Set down the listing again, word for word.
= Beginning of Section =
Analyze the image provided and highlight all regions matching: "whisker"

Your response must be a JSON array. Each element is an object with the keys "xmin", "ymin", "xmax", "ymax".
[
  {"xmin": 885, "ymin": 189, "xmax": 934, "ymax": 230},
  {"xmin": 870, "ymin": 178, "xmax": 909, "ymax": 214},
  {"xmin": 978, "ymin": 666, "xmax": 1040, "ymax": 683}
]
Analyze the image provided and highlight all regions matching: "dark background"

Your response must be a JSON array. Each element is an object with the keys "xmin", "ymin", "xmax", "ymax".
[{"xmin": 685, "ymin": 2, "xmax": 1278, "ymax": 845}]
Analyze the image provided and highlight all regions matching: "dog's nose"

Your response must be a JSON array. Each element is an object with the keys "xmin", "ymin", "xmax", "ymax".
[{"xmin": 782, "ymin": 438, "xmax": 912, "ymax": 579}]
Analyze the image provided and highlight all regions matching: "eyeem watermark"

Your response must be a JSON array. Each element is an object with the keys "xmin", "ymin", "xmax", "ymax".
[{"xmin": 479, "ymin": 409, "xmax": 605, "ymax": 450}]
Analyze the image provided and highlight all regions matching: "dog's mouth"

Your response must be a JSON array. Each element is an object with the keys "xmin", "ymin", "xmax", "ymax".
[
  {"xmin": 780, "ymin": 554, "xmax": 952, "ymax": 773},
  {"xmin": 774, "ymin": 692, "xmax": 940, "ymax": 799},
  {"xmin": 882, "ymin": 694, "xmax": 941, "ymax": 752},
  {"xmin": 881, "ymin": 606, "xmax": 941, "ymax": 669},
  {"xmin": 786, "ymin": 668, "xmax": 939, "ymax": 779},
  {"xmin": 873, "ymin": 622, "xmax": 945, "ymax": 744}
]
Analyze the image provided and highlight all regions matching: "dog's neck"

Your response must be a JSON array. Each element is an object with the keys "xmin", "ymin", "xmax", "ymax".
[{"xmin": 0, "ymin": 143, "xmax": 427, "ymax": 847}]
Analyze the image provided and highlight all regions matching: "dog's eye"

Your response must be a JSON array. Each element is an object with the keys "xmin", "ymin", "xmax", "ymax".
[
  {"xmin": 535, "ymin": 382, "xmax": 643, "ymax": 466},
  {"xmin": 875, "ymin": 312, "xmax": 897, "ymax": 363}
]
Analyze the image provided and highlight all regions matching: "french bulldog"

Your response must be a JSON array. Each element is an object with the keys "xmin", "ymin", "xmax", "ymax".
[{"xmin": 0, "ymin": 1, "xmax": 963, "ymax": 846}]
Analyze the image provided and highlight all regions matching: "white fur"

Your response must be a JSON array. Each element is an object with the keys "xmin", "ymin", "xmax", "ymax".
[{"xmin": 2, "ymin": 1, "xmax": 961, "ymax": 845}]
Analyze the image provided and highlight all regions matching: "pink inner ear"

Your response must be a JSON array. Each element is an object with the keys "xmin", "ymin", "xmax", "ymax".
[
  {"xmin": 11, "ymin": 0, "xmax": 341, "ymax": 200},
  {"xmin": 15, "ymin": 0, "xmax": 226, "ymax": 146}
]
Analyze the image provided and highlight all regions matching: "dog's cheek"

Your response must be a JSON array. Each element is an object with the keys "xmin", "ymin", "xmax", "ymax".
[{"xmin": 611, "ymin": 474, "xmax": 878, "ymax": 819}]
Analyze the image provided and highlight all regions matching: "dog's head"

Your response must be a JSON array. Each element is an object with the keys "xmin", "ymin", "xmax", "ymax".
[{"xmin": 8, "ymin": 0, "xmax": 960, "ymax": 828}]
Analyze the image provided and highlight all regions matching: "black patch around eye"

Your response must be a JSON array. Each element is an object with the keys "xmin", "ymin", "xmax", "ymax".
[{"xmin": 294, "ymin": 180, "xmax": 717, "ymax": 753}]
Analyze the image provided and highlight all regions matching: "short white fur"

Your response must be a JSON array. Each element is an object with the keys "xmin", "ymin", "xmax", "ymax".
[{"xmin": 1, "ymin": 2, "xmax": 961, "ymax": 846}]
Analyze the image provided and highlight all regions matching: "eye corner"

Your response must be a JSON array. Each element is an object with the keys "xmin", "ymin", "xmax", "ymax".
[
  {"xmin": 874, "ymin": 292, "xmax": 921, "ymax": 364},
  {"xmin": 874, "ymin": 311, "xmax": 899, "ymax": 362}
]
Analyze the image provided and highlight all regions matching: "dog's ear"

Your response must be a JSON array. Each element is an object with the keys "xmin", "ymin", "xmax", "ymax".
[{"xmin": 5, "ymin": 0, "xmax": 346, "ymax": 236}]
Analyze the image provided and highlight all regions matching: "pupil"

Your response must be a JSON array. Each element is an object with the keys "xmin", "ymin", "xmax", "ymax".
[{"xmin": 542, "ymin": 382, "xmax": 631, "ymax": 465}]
= End of Section =
### Completed task
Analyze the image provided and highlight all regions matching: "whisker"

Your response must be a JSON array. Each element is an object with the keys "xmin", "ymin", "xmax", "ymax".
[
  {"xmin": 885, "ymin": 189, "xmax": 934, "ymax": 230},
  {"xmin": 870, "ymin": 178, "xmax": 909, "ymax": 214},
  {"xmin": 978, "ymin": 666, "xmax": 1040, "ymax": 683}
]
Analyze the image provided and highlight all regions matching: "dark background"

Your response must be a JSON array. Each element is an object with the keys "xmin", "ymin", "xmax", "ymax".
[{"xmin": 685, "ymin": 2, "xmax": 1278, "ymax": 845}]
Analyze the image provided and highlight all regions matching: "dog's nose"

Your response must be a JSON array. Each element is an object with the keys "xmin", "ymin", "xmax", "ymax".
[{"xmin": 782, "ymin": 438, "xmax": 912, "ymax": 579}]
Analyze the image provided and highlight all regions matching: "eyeem watermark"

Your response must be a JSON array. Each element is an object with the keys "xmin", "ymin", "xmax", "ymax".
[{"xmin": 479, "ymin": 409, "xmax": 605, "ymax": 450}]
Analyze the image provided and highlight all regions matching: "dog's mouth"

Your response must be a JSON array. Each element is an object with the keys "xmin", "ymin", "xmax", "ymax".
[
  {"xmin": 780, "ymin": 554, "xmax": 952, "ymax": 773},
  {"xmin": 774, "ymin": 692, "xmax": 940, "ymax": 799},
  {"xmin": 882, "ymin": 694, "xmax": 941, "ymax": 752},
  {"xmin": 881, "ymin": 606, "xmax": 941, "ymax": 669},
  {"xmin": 786, "ymin": 668, "xmax": 939, "ymax": 779},
  {"xmin": 873, "ymin": 622, "xmax": 945, "ymax": 744}
]
Analyze the image provided and highlight all regions matching: "dog's neck"

Your response must be a JSON array. Each element is an object with the keys "xmin", "ymin", "xmax", "ymax".
[{"xmin": 0, "ymin": 143, "xmax": 427, "ymax": 847}]
Analyze the image provided and highlight all regions matching: "dog's eye"

Your response must be a JSON array. Each element is an object with the keys "xmin", "ymin", "xmax", "ymax".
[
  {"xmin": 535, "ymin": 382, "xmax": 643, "ymax": 466},
  {"xmin": 875, "ymin": 312, "xmax": 897, "ymax": 363}
]
Analyze the image provided and highlight all regions matching: "french bulldog"

Your response must be a JSON array. Each element is an object with the keys "xmin", "ymin", "xmax", "ymax".
[{"xmin": 0, "ymin": 1, "xmax": 963, "ymax": 846}]
Analyze the image provided and highlight all regions matching: "white fur"

Your response must be a JSON array. Each element is an object with the keys "xmin", "ymin", "xmax", "ymax".
[{"xmin": 2, "ymin": 1, "xmax": 961, "ymax": 845}]
Analyze the image provided and highlight all regions matching: "pink inner ear"

Your response must be a JSON array. Each element is an object with the keys "xmin", "ymin", "xmax", "ymax".
[
  {"xmin": 11, "ymin": 0, "xmax": 341, "ymax": 200},
  {"xmin": 15, "ymin": 0, "xmax": 226, "ymax": 146}
]
Analyze the image provided and highlight all regions matching: "dog's cheek"

Your response must be a JSON array. Each element is an object with the keys "xmin", "ymin", "xmax", "ymax".
[{"xmin": 611, "ymin": 474, "xmax": 878, "ymax": 819}]
Analyze the image provided and highlight all regions matching: "dog's head"

Your response must be a JSON array. Each element is an object with the keys "xmin", "ymin", "xmax", "ymax".
[{"xmin": 8, "ymin": 0, "xmax": 960, "ymax": 828}]
Analyze the image provided and highlight all regions matching: "black patch around eye"

Your response must be a JSON array. Each element is an object with the keys "xmin", "ymin", "xmax", "ymax".
[{"xmin": 294, "ymin": 180, "xmax": 717, "ymax": 753}]
Analyze the image provided and highlight all regions matching: "short white fur"

Your response must be a JSON array. Each element is an object with the keys "xmin", "ymin", "xmax", "ymax".
[{"xmin": 1, "ymin": 2, "xmax": 961, "ymax": 846}]
Analyze the image provided and highlight all regions matching: "eye corner"

Your response must be a JSON array. Each element is an object with the keys "xmin", "ymin", "xmax", "ymax".
[
  {"xmin": 874, "ymin": 292, "xmax": 921, "ymax": 364},
  {"xmin": 874, "ymin": 311, "xmax": 899, "ymax": 362}
]
Analyze the image provided and highlight all regions matching: "dog's ear"

Your response must be a JSON array. Each element is an object with the keys "xmin", "ymin", "xmax", "ymax".
[{"xmin": 5, "ymin": 0, "xmax": 346, "ymax": 236}]
Analyze the image provided and highlight all regions matching: "pupil"

Your response must be a JSON array. Each element is an object with the keys "xmin", "ymin", "xmax", "ymax".
[{"xmin": 542, "ymin": 382, "xmax": 631, "ymax": 465}]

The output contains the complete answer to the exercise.